=== Arbeitsaufträge ===
1. Gegen welchen Verein verlor Klopp laut dem Lesetext 2013 das Finale im Wembley-Stadion?
2. Schreiben Sie aus dem Lesetext die Stelle von „Die Spanier gehen“ bis einschließlich „seine zweite Chance.“ wortgetreu ab.
3. Fassen Sie den Absatz des Lesetexts, der mit „Diese kleinen Gefälligkeiten“ beginnt, kürzer zusammen und behalten Sie die wichtigsten Fakten bei.

=== Lesetext ===
▬▬▬▬▬▬
Es ist die große Macht kleiner Gesten, die Jürgen Klopp besitzt. Der Trainer des FC Liverpool steigt am Mannschaftshotel in Kiew gut gelaunt und im gewohnten Look aus dem Mannschaftsbus. Trainingsanzug, Rucksack, weiße Turnschuhe. Vor dem Eingangsbereich der Fünf-Sterne-Unterkunft Intercontinental warten Fans, die den deutschen Trainer zu sich rufen. Klopp bemerkt das. Gerne geht er auf die Liverpool-Anhänger zu. Ein weiblicher Fan übertreibt es mit der Zuneigung und versucht ihn zu küssen. Klopp weicht dem Versuch elegant aus, nimmt die blonde Dame dennoch in den Arm. Sie ist auch ohne Kuss zufrieden.
Diese kleinen Gefälligkeiten haben den früheren Trainer von Borussia Dortmund in Liverpool zum Publikumsliebling gemacht. Dazu hat auch der Erfolg seiner Mannschaft beigetragen. Klopp hat den Verein aus dem Norden Englands erstmals seit elf Jahren wieder in das Finale der Champions League geführt. Dort treffen die Reds heute (20.45 Uhr, ZDF) im Olympiastadion der ukrainischen Hauptstadt auf Real Madrid. Das Star-Ensemble um Weltfußballer Cristiano Ronaldo steht zum dritten Mal in Folge im Endspiel der Königsklasse und kann den Titel-Hattrick feiern.
Die Spanier gehen als Favorit ins Spiel. Klopps Mannschaft bleibt in diesem Duell nur die Rolle des Underdogs. Das ist dem 50 Jahre alten Fußball-Lehrer nicht neu. 2013 stürmte er mit dem BVB ins Finale. Damals unterlag er dem FC Bayern im Wembley-Stadion mit 1:2. Jetzt erhält Klopp seine zweite Chance.
▬▬▬▬▬▬
=== Lernmaterial ===
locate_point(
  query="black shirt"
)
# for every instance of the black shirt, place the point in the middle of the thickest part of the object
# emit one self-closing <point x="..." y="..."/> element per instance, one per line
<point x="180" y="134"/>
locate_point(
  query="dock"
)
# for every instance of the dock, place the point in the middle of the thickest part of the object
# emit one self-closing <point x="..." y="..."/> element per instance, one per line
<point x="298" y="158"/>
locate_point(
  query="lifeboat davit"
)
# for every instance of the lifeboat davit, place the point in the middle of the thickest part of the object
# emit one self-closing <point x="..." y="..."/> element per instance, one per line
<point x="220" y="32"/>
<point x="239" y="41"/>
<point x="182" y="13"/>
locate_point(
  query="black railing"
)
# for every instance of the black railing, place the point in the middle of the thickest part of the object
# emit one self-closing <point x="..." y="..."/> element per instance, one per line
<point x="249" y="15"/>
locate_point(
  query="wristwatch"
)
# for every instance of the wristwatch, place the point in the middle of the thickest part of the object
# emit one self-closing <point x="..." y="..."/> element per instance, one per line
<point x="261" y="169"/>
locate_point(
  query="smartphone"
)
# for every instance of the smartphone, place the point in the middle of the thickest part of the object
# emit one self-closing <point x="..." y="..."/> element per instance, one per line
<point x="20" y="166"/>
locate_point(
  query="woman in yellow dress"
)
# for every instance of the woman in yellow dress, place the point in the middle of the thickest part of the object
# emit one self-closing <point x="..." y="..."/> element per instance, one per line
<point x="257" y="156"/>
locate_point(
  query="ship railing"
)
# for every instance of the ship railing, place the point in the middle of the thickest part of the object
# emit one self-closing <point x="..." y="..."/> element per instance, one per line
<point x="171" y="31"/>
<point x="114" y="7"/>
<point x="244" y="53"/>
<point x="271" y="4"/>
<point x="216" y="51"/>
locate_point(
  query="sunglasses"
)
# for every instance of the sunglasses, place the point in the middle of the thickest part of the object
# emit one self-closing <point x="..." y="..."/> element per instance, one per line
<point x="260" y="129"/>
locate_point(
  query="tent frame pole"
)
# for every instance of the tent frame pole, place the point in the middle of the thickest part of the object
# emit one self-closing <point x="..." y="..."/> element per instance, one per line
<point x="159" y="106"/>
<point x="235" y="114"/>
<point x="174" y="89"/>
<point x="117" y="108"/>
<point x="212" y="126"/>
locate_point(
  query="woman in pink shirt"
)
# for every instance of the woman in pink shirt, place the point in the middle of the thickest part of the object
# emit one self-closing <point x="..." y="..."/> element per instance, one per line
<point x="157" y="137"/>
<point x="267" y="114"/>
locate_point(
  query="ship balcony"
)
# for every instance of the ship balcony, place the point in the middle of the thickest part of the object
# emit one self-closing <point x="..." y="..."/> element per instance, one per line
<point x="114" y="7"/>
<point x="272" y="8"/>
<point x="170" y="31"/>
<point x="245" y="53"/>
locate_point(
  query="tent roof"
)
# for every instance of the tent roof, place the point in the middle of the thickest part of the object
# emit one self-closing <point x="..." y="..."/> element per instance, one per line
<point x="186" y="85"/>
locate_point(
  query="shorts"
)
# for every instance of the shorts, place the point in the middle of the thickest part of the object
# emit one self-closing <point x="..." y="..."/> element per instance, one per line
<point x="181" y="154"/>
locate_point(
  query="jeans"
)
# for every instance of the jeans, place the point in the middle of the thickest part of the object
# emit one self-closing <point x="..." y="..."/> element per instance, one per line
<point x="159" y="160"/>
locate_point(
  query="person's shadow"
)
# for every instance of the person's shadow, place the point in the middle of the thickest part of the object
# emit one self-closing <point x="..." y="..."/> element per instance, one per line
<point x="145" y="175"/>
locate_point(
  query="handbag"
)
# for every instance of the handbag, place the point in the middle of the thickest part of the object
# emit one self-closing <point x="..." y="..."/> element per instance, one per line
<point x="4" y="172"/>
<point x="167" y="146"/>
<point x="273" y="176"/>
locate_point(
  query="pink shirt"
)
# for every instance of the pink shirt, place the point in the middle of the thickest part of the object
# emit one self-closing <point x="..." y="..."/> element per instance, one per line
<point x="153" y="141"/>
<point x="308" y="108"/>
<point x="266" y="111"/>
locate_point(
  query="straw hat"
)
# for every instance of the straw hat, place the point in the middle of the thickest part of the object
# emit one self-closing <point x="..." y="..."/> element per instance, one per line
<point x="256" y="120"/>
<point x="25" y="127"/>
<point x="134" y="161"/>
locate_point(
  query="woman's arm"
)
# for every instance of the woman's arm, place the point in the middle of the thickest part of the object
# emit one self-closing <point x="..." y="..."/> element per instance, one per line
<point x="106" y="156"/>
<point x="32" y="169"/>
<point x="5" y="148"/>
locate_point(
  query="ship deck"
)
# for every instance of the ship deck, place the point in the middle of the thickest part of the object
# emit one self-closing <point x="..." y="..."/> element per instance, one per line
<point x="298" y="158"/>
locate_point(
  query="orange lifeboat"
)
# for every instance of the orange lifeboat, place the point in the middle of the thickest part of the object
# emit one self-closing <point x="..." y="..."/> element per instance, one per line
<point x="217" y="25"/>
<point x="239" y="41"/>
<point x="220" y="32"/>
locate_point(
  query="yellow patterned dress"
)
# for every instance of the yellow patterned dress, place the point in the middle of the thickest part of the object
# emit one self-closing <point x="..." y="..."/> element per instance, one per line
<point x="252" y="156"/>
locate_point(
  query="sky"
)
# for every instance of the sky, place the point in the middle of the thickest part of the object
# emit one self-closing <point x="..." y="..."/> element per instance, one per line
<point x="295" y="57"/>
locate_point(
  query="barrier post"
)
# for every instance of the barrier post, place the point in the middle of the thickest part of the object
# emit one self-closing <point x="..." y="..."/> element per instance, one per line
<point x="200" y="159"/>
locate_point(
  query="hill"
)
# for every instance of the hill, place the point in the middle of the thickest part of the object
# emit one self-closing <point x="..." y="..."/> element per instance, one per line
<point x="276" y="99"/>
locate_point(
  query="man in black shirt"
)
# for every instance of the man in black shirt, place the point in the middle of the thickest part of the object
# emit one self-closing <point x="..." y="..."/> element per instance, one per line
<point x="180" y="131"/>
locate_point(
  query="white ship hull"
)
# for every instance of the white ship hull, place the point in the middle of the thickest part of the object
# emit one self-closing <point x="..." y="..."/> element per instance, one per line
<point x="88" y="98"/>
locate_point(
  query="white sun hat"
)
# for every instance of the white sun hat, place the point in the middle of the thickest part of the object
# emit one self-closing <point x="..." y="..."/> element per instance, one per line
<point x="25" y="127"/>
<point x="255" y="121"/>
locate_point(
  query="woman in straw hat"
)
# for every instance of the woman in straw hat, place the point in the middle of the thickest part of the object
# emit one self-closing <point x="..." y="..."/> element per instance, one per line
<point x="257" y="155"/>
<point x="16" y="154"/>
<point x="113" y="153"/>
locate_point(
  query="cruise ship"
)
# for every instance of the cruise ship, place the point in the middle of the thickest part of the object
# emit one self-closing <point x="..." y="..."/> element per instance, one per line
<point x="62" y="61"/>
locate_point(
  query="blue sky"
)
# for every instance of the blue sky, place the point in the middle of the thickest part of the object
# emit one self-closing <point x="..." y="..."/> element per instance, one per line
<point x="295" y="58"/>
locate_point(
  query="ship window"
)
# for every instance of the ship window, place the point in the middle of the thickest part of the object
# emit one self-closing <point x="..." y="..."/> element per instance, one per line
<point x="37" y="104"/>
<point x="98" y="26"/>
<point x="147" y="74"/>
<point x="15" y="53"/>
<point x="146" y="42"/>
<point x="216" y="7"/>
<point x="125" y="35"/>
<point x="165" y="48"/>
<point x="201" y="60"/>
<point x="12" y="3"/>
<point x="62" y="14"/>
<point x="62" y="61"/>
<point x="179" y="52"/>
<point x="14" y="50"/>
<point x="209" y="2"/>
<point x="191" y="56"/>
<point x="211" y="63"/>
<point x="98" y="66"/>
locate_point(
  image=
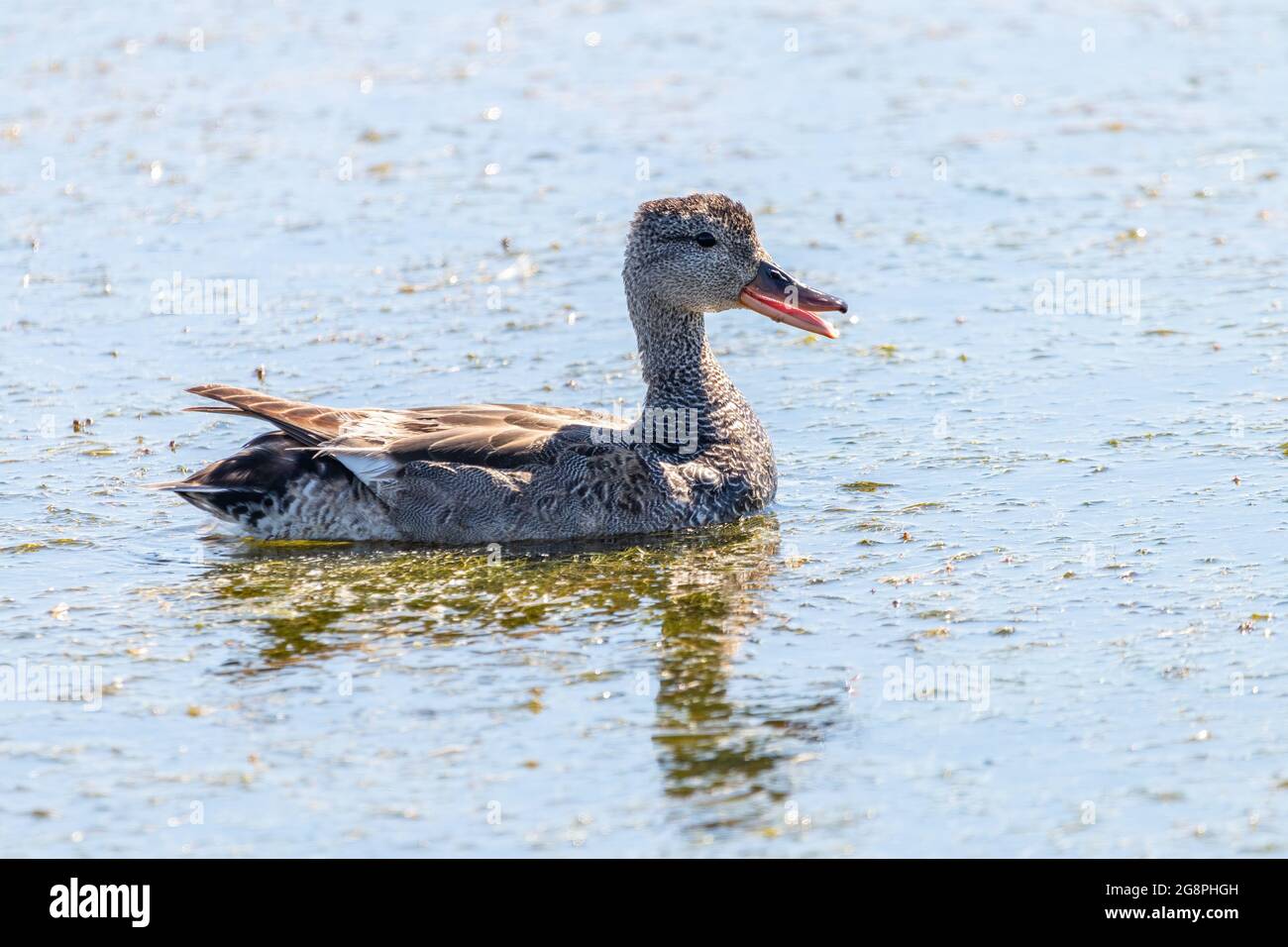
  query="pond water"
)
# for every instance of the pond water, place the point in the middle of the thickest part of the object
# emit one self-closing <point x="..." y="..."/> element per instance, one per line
▬▬▬▬▬▬
=== Lösungen ===
1. Gegen den FC Bayern, mit 1:2.

2.
Die Spanier gehen als Favorit ins Spiel. Klopps Mannschaft bleibt in diesem Duell nur die Rolle des Underdogs. Das ist dem 50 Jahre alten Fußball-Lehrer nicht neu. 2013 stürmte er mit dem BVB ins Finale. Damals unterlag er dem FC Bayern im Wembley-Stadion mit 1:2. Jetzt erhält Klopp seine zweite Chance.

3. Kleine Gefälligkeiten und der Erfolg seiner Mannschaft haben Klopp in Liverpool zum Publikumsliebling gemacht. Er hat den Verein erstmals seit elf Jahren wieder ins Champions-League-Finale geführt. Dort treffen die Reds heute (20.45 Uhr, ZDF) im Olympiastadion von Kiew auf Real Madrid. Real steht zum dritten Mal in Folge im Endspiel und kann den Titel-Hattrick feiern.